- [Exercise requirements]
Can you repeat every one of the stored entries below word for word, leaving out the pictures?

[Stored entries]
start

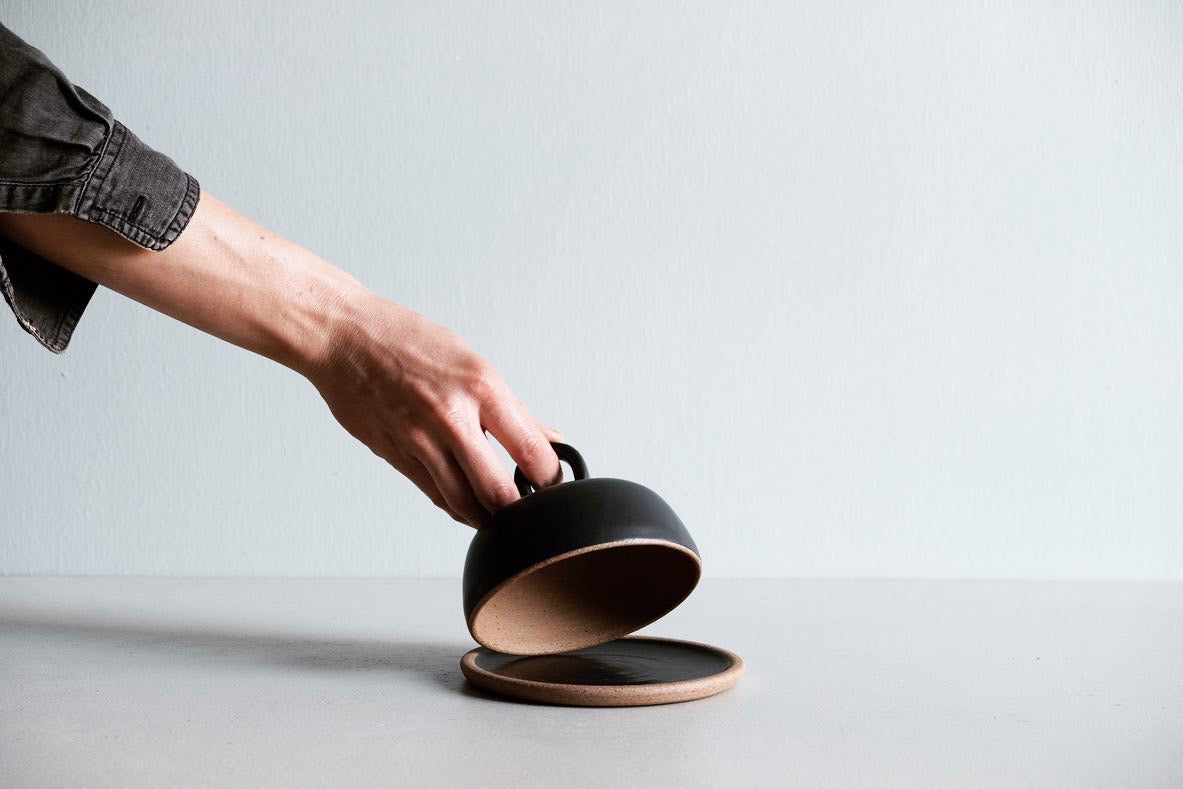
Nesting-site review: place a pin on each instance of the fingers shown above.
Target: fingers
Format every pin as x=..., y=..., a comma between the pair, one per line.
x=491, y=482
x=524, y=438
x=453, y=484
x=413, y=470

end

- [Full solution]
Nesting-site review: place a pin on each instance of the fingers shown above.
Target: fingers
Format every pin as x=..., y=..., a comma between the pair, one per line.
x=491, y=482
x=524, y=438
x=453, y=484
x=413, y=470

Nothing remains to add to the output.